## PASSAGE PROVIDED
Student Project: Toxic Comment Classification (Kaggle)

matthewgonz0 · March 31, 2020, 2:34am

This thread was created after brainstorming projects with the SF virtual study group. The deadline for this competition (https://www.kaggle.com/c/jigsaw-multilingual-toxic-comment-classification) is June 22nd and I’m hoping to gather some ideas and get started as soon as possible.

Goal of the project: Win this competition using fast.ai!

ilovescience · March 31, 2020, 2:37am

To do well in this competition, you will likely need a good interface between fastai and huggingface transformers (currently the best DL for NLP package). AFAIK, none exists right now.

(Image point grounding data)

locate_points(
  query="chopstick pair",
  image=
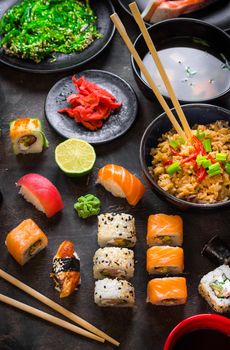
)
(90, 331)
(186, 133)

## COMPLETE THE FOLLOWING
**1)** Decide whether each statement below agrees with the toxic comment classification thread. Answer yes or no for each, and quote the words from the thread that decide it. (a) The competition deadline is June 22nd. (b) The thread was started after brainstorming projects with the NYC study group. (c) ilovescience says a good interface between fastai and huggingface transformers already exists.
**2)** Write the next part of the toxic comment classification thread, picking up after its last sentence.

## ANSWERS FOR EACH ITEM
**1)**
(a) Yes: "The deadline for this competition (https://www.kaggle.com/c/jigsaw-multilingual-toxic-comment-classification) is June 22nd"
(b) No: "This thread was created after brainstorming projects with the SF virtual study group."
(c) No: "AFAIK, none exists right now."

**2)**
muellerzr · March 31, 2020, 2:38am

It actually does, via FastHugs by @morgan

GitHub - morganmcg1/fasthugs: Use fastai-v2 with HuggingFace's pretrained transformers

Considering it’s multi lingual though perhaps giving Multi-FiT a whirl could be advantageous

ilovescience · March 31, 2020, 2:54am

It seems this will definitely help you get started. But I am not sure if it will do all the things you typically have in BERT (or other transformer training). For example, you need the tokenizer to create token_type_ids and for the model to use this. There may be some other details missing in FastHugs, but it’s worth looking into

muellerzr · March 31, 2020, 2:56am

If you check out the example notebook, he’s using HuggingFace directly doing exactly what you describe The tokenizing isn’t done by fastai but instead their tokenizer is being wrapped (SentencePiece does this behavior too) and so you declare the model to use etc

ilovescience · March 31, 2020, 2:58am

However, there’s another reason why unfortunately fastai probably cannot be used. The data is huge and in this competition, participants are mainly using TPU resources. Unfortunately, fastai does not yet have TPU support (I had been working on it in the past, and plan to continue it soon, but probably will not be ready in time for this competition).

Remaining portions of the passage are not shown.